[SUPPLIED DATA — start]
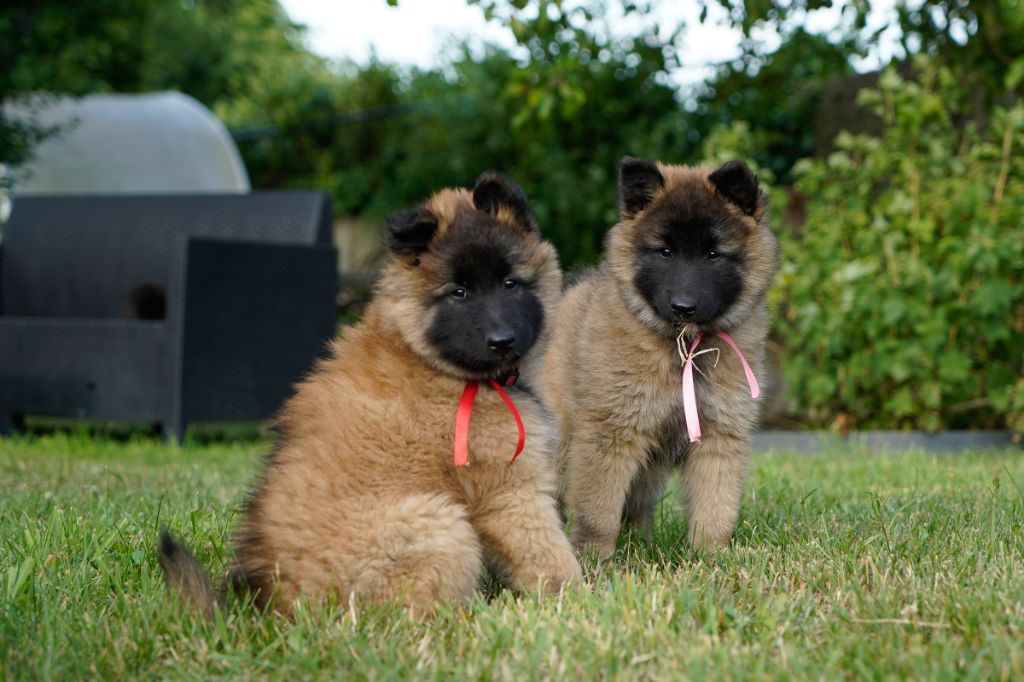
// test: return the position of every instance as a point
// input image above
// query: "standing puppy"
(368, 493)
(691, 257)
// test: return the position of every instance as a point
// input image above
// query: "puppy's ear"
(638, 180)
(411, 231)
(495, 192)
(737, 183)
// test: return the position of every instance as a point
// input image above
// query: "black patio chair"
(167, 309)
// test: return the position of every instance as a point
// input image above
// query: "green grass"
(843, 565)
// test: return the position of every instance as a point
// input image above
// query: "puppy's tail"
(185, 577)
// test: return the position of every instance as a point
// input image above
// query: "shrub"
(901, 299)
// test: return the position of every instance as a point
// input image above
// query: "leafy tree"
(902, 302)
(776, 95)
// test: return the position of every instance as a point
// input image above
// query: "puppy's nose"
(501, 341)
(684, 305)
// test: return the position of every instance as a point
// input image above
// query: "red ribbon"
(466, 410)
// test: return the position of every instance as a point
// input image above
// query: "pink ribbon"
(689, 395)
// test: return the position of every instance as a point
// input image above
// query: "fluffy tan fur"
(361, 496)
(612, 376)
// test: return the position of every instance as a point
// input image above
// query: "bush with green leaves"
(901, 299)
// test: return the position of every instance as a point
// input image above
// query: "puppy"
(690, 260)
(393, 478)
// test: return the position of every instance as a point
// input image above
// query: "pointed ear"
(638, 180)
(495, 192)
(411, 231)
(737, 183)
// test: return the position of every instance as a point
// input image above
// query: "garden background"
(900, 303)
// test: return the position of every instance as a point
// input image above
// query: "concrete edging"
(899, 441)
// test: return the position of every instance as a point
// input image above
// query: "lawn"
(844, 564)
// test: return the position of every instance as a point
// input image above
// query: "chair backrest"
(87, 256)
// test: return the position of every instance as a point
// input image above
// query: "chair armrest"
(255, 316)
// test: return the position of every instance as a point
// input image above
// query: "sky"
(418, 32)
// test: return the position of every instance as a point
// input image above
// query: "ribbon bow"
(689, 395)
(466, 411)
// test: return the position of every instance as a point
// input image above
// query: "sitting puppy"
(658, 331)
(394, 475)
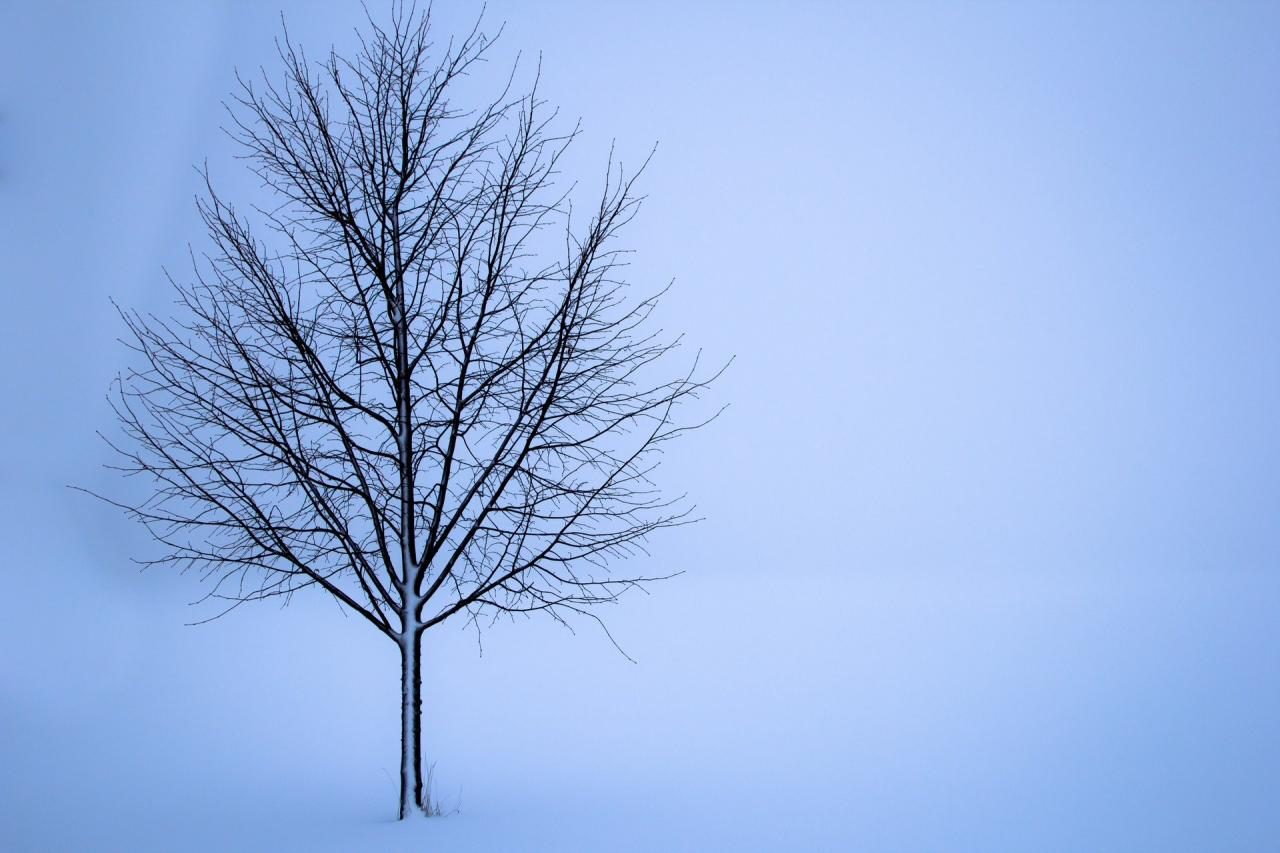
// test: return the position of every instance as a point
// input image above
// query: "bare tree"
(416, 382)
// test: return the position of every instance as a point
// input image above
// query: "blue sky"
(992, 556)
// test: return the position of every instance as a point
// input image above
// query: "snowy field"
(992, 547)
(913, 712)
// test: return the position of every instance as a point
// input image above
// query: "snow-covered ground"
(992, 556)
(912, 711)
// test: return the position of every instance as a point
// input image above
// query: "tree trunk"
(411, 724)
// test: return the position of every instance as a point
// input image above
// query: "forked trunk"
(411, 724)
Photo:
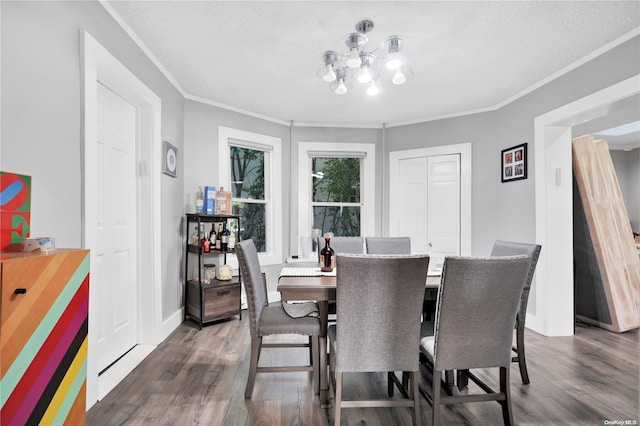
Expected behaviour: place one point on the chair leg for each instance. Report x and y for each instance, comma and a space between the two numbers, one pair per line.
412, 378
507, 412
390, 384
315, 362
337, 401
462, 379
435, 395
522, 360
256, 344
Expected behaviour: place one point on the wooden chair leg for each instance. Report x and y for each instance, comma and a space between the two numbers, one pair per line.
507, 412
435, 395
522, 360
412, 378
337, 400
390, 384
315, 362
462, 380
256, 344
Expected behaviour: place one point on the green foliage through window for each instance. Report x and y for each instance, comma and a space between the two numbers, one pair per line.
248, 184
336, 195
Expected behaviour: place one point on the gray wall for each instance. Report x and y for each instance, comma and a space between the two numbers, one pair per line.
41, 132
507, 210
627, 165
41, 128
[SUPPLIED DATA — finish]
# EXERCISE BRIEF
Every entry is to be reproduced word for word, and no image is carried over.

# EXERCISE ANSWER
// test: return the position of every instance as a point
// input image above
// query: "standing puppy"
(368, 493)
(691, 257)
// test: return the position of every instance as a point
// input image above
// query: "puppy's ear"
(638, 180)
(411, 231)
(495, 192)
(737, 183)
// test: return the position of every instance as a point
// input image above
// query: "black patio chair"
(167, 309)
// test: return the position of every instance as a point
// input image above
// query: "green grass"
(843, 565)
// test: return the position of every instance as a point
// input image above
// query: "puppy's tail"
(185, 577)
// test: return the position of every instance as a point
// input image above
// query: "shrub"
(901, 299)
// test: return the position of every instance as a point
// input image above
// query: "leafy tree"
(902, 302)
(776, 95)
// test: return the position of every instance as a point
// input image above
// query: "puppy's nose"
(501, 341)
(684, 305)
// test: return the position of every instance as a point
// input image above
// query: "red ribbon"
(466, 410)
// test: return the position of every instance as a point
// input image above
// query: "pink ribbon"
(689, 395)
// test: return the position of every instance as a point
// input image above
// query: "fluffy tan fur"
(361, 496)
(612, 376)
// test: return the position of every instance as a point
// input image above
// query: "bush with green leaves"
(901, 299)
// test: return the position of every instance as a point
// input image above
// query: "puppy"
(690, 260)
(393, 478)
// test: return the position of every instance as a point
// input image above
// query: "pointed ear"
(638, 180)
(495, 192)
(411, 231)
(737, 183)
// test: return the position of every instance as a point
// input image above
// query: "garden background"
(900, 303)
// test: return the position of every instance as a point
// input image above
// query: "concrete edging"
(899, 441)
// test: return the position of every instance as a point
// input image above
// query: "lawn"
(844, 564)
// test: return the position of every instance as a point
// input image above
// query: "chair backrest"
(87, 256)
// test: return the position of every instance as a point
// input image above
// query: "chair armrest"
(255, 316)
// test: return the position of every instance as a point
// input image above
// query: "sky"
(418, 32)
// test: return the position of every instance as a point
// input image above
// query: "ribbon bow"
(689, 395)
(466, 411)
// test: return the position of every instance as a point
// input image above
// query: "sitting puppy"
(658, 331)
(394, 475)
// test: return the position of every instance as a point
// input image above
// query: "bare tree"
(416, 382)
// test: return the position of every instance as a point
// input image above
// query: "blue sky"
(992, 556)
// test: return the position of every instance as a point
// input image above
// query: "snowy field"
(992, 547)
(913, 712)
// test: return the position of every instance as a point
// input image above
// query: "snow-covered ground"
(992, 556)
(912, 711)
// test: return the position of every instance as a point
// input image above
// query: "tree trunk"
(411, 724)
// test: return the position of every instance as a point
// input image above
// query: "forked trunk"
(411, 724)
Photo:
Expected behaviour: place one point on the chair leg for each instance. Report x and y for each instance, comma and a space between the two numbers, one pair per line.
412, 378
507, 412
390, 384
315, 362
337, 401
462, 379
435, 395
522, 360
256, 344
Expected behaviour: place one point on the wooden chair leg for each instance. Report x and y for each instance, comma and a space between the two numbers, one pair per line.
507, 412
435, 395
522, 360
412, 378
337, 400
390, 384
315, 362
462, 380
256, 344
Expected behaviour: place one point on the green foliage through window for each instance. Report x and y for each instance, comma and a space between the two numbers, one pair per line.
248, 184
336, 195
Expected behaviour: place one point on the gray wall for each instance. Report x and y for each instance, comma and a space between the two numbers, one pair per line.
41, 132
507, 210
627, 165
41, 128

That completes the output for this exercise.